## WHAT YOU SHOULD DO
Looking through the material below, say how many lines contain the string "lawn" and add nothing more.

## PROVIDED MATERIAL
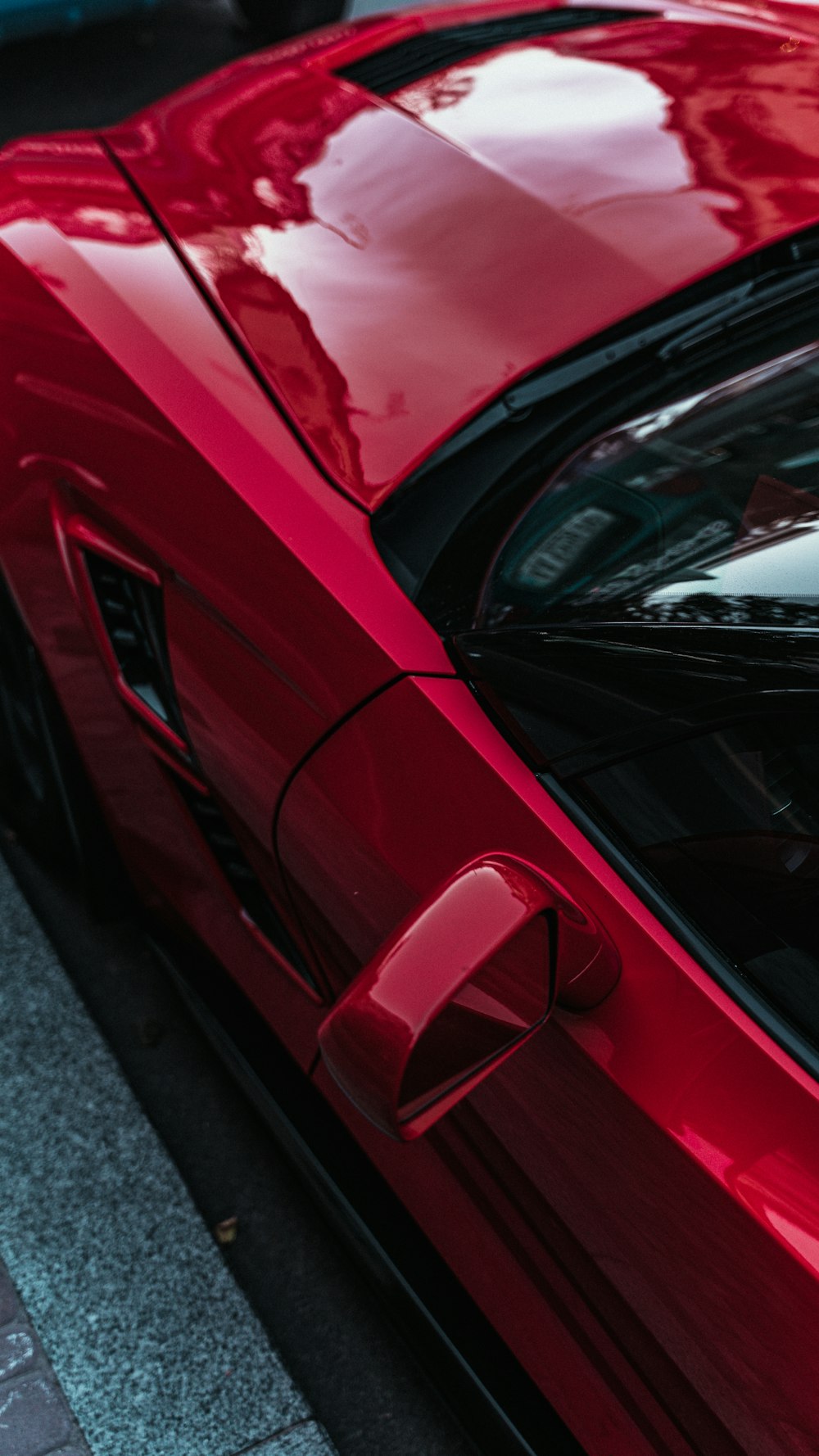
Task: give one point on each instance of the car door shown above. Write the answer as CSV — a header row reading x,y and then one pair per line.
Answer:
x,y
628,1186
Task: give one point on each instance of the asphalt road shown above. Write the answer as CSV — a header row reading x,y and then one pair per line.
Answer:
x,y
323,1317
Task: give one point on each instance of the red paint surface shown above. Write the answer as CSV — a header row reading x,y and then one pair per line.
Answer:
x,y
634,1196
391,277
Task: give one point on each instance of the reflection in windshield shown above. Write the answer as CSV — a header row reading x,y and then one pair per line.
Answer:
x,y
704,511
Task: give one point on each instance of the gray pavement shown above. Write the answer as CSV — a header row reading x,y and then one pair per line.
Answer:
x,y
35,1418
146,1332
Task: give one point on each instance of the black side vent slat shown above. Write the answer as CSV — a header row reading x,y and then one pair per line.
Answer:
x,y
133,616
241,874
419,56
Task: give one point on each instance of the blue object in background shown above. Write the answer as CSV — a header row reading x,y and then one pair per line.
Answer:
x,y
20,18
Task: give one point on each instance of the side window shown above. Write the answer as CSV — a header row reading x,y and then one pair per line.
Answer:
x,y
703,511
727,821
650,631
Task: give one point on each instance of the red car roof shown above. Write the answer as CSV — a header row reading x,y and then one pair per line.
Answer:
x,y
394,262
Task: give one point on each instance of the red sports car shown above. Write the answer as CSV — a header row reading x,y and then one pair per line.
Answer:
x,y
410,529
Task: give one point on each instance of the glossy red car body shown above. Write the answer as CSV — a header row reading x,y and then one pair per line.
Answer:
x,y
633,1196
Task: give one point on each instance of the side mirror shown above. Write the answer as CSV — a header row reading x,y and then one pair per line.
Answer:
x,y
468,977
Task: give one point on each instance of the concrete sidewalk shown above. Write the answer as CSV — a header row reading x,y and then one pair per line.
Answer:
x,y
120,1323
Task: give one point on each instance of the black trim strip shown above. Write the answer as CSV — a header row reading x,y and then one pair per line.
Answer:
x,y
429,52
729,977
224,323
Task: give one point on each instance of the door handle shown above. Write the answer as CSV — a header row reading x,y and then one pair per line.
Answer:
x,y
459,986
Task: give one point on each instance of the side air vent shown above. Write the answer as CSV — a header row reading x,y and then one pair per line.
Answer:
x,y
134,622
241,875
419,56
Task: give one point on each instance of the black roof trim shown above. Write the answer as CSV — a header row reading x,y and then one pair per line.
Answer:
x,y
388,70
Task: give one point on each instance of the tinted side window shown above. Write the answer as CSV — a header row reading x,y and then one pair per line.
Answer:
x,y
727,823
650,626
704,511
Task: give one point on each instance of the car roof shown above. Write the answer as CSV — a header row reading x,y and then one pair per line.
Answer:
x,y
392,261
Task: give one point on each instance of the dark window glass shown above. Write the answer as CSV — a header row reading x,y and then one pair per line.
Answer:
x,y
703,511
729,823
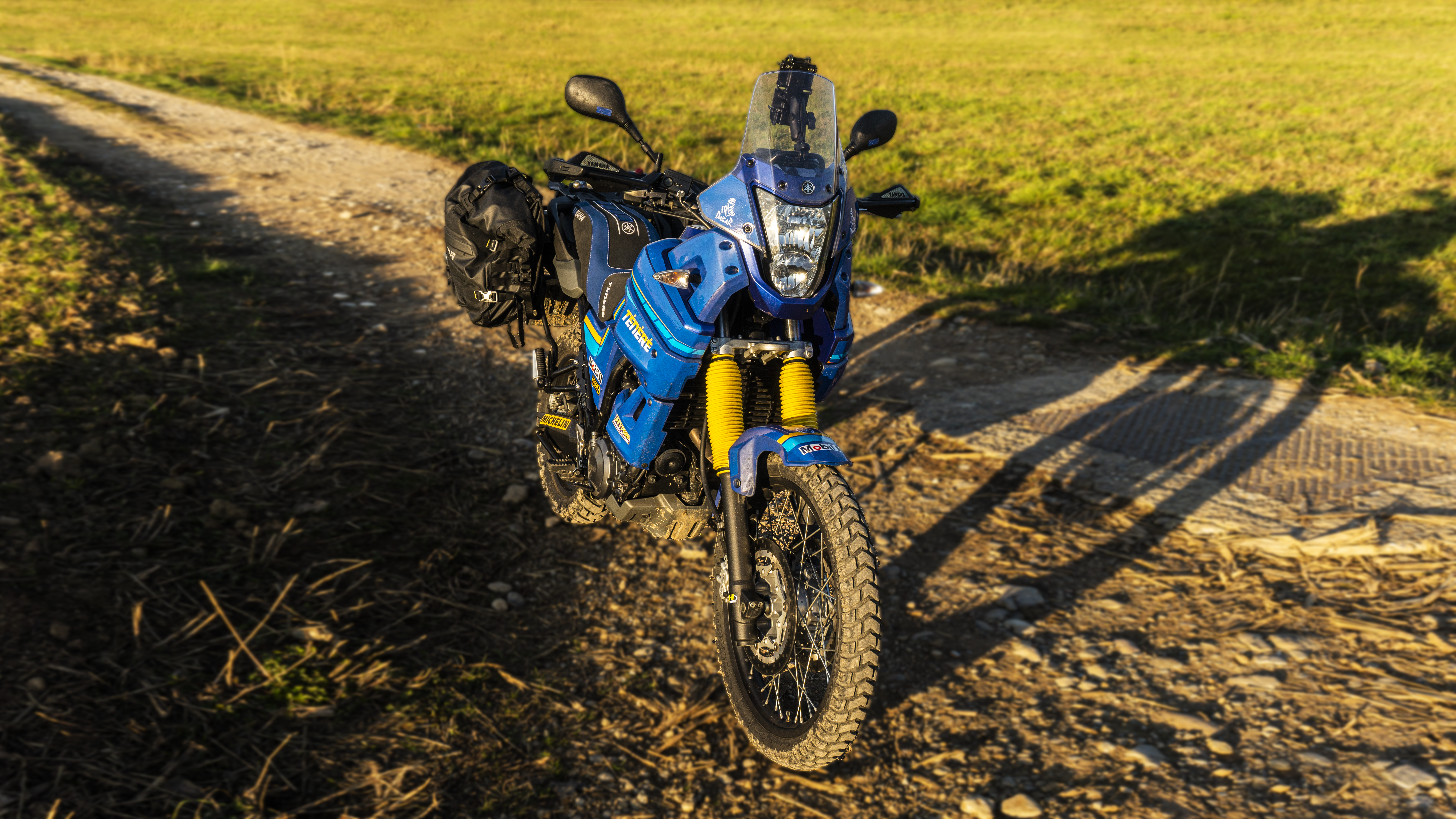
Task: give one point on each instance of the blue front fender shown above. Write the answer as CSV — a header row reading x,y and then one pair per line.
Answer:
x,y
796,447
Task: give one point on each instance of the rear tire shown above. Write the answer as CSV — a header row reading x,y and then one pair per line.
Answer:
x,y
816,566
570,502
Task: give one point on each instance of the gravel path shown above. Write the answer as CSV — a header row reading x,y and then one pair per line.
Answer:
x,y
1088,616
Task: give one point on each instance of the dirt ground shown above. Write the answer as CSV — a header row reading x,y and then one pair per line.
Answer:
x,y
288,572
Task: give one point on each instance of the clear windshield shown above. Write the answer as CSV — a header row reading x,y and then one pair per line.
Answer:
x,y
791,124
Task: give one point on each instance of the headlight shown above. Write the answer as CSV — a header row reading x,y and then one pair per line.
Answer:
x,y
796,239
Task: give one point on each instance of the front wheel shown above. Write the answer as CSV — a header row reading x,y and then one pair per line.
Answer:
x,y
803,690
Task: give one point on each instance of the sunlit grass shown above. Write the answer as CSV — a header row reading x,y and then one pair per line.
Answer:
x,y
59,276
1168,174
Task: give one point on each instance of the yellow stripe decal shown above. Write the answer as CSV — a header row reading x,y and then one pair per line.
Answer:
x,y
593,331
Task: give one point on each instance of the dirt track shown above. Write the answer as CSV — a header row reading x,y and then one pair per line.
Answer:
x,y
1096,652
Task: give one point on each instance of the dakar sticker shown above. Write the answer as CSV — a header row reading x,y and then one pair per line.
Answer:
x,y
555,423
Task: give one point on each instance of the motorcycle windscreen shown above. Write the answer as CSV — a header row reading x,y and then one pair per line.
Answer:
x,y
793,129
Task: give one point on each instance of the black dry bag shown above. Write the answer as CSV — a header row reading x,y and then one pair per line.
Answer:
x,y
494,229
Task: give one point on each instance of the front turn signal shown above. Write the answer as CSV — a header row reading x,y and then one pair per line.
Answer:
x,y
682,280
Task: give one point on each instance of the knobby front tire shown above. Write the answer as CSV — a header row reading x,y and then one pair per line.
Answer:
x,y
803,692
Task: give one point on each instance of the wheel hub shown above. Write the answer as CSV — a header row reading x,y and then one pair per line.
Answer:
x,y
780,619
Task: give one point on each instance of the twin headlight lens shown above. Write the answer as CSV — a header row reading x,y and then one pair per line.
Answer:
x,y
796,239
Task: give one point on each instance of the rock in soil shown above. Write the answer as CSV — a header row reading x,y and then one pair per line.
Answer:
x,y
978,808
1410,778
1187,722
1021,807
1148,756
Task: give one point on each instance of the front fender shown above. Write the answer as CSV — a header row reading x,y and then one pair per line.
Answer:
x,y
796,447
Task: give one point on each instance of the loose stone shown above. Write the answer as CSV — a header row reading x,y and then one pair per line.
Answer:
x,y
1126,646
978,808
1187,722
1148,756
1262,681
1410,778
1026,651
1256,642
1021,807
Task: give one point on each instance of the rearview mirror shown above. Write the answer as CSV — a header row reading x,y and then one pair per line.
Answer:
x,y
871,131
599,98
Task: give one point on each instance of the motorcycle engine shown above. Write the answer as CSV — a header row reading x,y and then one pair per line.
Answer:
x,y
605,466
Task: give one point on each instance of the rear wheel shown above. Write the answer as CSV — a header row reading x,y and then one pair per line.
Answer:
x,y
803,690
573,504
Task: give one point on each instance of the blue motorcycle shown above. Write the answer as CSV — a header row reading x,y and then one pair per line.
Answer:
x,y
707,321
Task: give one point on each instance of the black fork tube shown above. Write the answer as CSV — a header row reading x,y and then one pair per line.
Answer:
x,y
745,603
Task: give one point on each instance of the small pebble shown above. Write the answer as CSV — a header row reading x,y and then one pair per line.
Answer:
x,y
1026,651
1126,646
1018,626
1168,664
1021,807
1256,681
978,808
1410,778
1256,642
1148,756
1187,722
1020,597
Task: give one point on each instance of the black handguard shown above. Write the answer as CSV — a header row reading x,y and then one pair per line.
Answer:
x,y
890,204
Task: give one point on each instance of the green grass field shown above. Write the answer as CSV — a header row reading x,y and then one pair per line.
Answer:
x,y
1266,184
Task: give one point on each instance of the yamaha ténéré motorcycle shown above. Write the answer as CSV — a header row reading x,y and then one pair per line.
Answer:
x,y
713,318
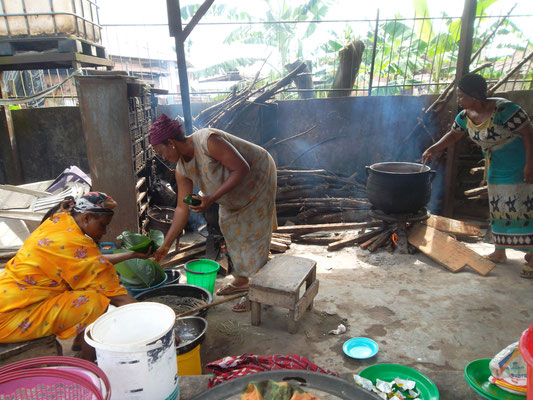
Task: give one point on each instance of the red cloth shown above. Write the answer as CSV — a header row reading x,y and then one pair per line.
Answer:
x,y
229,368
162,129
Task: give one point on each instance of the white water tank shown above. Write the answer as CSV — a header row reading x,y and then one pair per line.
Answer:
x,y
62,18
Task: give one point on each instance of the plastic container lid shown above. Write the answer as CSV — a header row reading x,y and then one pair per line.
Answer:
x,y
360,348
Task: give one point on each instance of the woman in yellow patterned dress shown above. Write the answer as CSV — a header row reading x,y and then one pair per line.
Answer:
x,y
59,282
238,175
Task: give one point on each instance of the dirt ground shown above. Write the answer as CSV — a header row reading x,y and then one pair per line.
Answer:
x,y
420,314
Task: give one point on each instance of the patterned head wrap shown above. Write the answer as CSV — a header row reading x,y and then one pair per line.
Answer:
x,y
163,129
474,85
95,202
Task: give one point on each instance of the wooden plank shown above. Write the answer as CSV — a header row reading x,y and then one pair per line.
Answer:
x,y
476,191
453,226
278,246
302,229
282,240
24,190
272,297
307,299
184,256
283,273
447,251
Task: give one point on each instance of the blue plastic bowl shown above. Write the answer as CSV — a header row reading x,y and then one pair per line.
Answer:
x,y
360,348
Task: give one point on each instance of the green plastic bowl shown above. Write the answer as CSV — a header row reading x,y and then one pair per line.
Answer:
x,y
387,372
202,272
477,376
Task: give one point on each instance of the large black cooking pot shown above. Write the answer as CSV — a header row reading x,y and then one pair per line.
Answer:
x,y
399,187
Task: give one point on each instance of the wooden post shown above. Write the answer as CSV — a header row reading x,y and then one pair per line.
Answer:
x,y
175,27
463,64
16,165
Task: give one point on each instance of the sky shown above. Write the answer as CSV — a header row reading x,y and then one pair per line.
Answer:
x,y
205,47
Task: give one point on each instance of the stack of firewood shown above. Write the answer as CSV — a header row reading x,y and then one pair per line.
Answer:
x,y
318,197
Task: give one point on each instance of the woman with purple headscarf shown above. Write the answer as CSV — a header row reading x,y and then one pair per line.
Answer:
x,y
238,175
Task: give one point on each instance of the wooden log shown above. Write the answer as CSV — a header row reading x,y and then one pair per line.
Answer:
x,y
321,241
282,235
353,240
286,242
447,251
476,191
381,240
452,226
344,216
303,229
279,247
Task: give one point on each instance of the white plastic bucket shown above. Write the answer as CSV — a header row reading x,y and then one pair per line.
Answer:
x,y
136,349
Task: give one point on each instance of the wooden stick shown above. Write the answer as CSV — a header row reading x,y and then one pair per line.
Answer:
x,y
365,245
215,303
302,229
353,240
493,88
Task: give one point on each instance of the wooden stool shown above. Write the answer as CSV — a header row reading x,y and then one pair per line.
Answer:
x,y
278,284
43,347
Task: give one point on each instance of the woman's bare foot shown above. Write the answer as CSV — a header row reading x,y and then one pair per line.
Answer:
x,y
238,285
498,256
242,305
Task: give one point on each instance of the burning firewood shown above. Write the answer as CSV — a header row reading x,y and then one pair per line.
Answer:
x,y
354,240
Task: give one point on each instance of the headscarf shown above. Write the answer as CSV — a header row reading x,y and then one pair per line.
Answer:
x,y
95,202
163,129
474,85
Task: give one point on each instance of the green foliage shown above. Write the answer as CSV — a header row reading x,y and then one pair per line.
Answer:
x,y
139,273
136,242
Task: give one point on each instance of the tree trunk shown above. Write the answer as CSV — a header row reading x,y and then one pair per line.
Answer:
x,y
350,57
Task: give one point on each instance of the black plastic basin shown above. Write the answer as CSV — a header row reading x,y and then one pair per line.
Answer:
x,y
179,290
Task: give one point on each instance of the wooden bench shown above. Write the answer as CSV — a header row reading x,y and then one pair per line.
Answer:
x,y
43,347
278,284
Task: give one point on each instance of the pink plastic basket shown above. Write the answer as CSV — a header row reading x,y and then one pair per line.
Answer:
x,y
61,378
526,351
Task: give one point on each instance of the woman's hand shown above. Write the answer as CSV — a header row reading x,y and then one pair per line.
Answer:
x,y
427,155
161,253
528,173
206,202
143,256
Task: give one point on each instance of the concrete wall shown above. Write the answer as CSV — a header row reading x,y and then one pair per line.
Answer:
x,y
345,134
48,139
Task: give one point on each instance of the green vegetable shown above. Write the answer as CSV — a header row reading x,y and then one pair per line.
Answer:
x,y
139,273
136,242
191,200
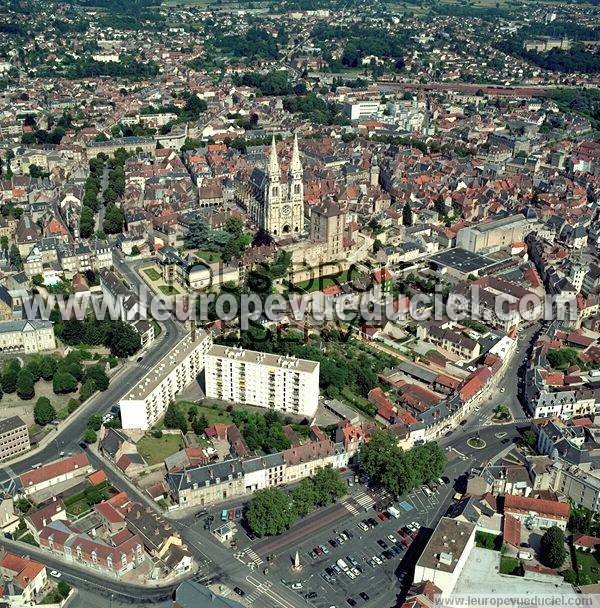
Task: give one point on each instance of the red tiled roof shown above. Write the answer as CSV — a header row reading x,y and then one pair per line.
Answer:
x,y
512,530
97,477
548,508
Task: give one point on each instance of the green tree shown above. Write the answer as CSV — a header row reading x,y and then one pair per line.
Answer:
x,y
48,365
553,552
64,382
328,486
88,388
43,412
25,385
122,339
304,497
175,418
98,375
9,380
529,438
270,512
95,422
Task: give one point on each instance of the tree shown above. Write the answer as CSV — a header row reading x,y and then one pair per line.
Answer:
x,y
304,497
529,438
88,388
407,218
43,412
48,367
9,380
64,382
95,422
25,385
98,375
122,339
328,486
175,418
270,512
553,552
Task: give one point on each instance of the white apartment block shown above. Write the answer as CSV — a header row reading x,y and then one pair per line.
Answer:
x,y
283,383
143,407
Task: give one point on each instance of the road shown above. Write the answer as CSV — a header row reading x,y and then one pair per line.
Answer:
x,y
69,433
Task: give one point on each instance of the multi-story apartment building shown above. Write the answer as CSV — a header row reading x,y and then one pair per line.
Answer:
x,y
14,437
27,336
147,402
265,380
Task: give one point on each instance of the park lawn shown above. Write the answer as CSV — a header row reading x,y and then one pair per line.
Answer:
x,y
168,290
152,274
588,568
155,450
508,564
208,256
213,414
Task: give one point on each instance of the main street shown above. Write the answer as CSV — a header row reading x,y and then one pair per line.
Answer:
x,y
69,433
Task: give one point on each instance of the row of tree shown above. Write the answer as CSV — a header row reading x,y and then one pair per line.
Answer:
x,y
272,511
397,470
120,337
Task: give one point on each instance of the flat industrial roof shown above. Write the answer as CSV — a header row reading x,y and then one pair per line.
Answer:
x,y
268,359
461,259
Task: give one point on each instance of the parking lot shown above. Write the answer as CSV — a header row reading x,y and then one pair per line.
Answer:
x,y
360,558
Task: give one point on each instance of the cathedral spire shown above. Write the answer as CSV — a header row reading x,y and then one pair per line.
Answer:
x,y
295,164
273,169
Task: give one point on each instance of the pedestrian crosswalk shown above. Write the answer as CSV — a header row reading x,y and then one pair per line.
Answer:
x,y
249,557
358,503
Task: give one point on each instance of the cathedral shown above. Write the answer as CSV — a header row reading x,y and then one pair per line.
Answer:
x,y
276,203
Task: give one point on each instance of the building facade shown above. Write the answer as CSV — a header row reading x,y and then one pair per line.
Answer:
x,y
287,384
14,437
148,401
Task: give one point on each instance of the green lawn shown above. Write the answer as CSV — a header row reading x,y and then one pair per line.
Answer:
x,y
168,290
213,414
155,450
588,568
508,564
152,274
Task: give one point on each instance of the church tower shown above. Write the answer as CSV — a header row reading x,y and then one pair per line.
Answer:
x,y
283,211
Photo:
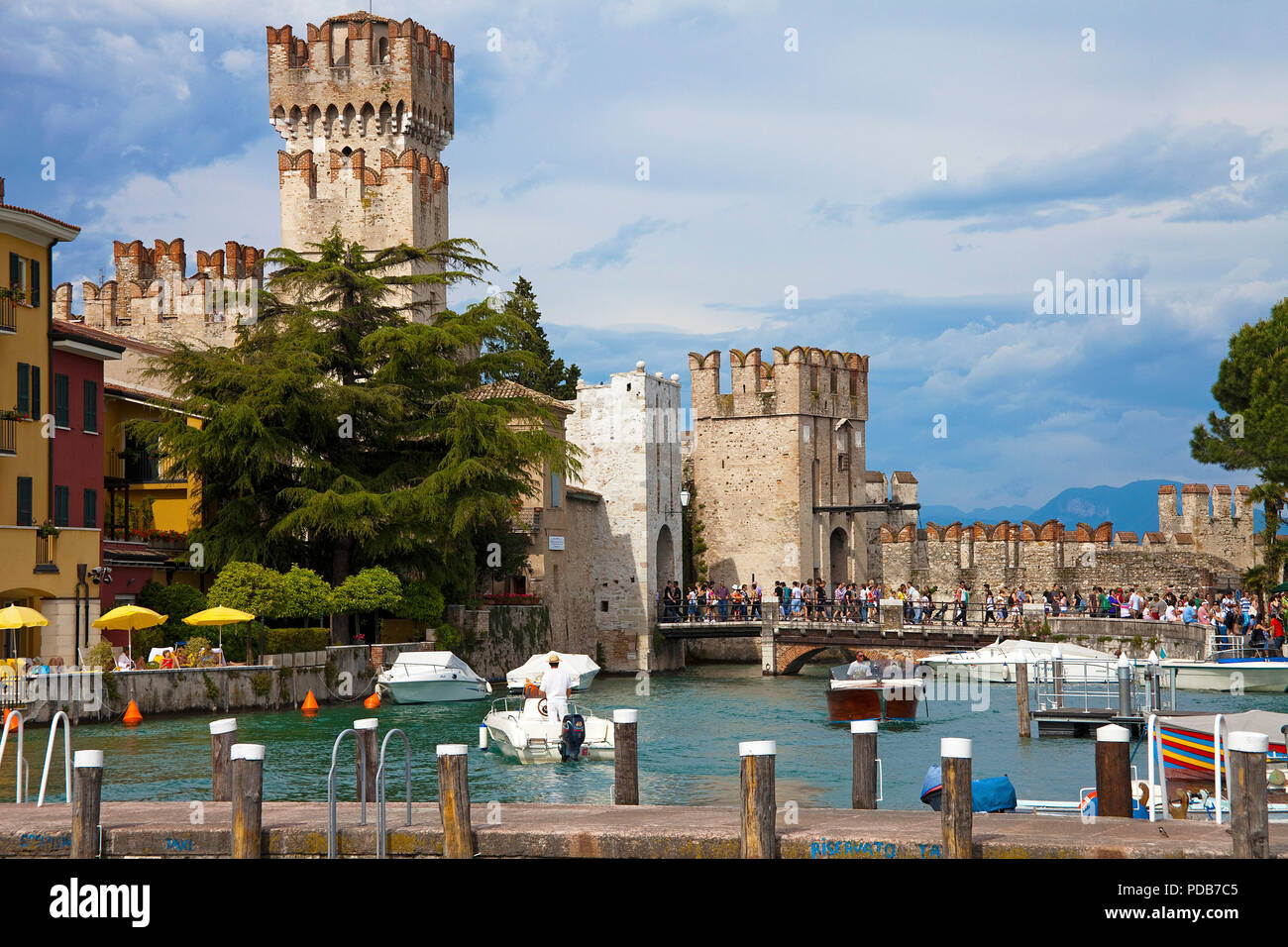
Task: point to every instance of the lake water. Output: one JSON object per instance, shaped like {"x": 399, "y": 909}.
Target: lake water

## ANSWER FOR THIS EXERCISE
2